RECORDED INFORMATION:
=======

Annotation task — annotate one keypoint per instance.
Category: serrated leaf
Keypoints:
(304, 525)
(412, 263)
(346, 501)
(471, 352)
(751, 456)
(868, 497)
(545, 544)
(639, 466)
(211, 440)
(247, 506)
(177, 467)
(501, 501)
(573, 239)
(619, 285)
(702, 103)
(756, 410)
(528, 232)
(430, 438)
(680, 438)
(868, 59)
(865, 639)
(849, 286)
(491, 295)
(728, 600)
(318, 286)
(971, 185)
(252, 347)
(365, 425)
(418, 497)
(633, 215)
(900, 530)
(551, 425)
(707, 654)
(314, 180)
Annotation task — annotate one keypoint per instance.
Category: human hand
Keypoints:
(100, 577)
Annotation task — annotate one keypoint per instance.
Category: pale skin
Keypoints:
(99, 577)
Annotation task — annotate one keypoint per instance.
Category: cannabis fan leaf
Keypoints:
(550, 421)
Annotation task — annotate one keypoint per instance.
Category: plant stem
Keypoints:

=======

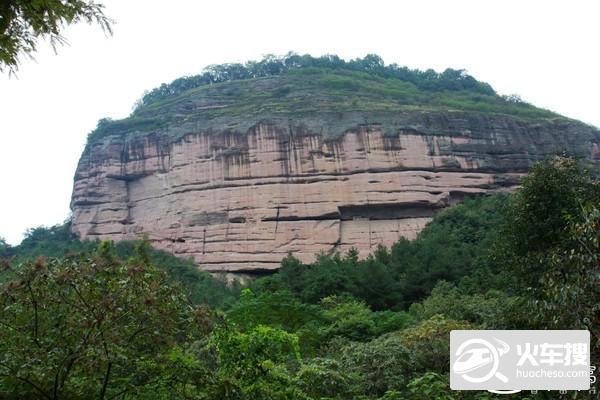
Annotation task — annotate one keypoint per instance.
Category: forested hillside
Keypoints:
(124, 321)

=======

TASK GOAL: State how many lines in the material above contain the string "leaf", treating uppercase and lowercase letters as distinct. Give only the number.

SOLUTION TO THE EXERCISE: 2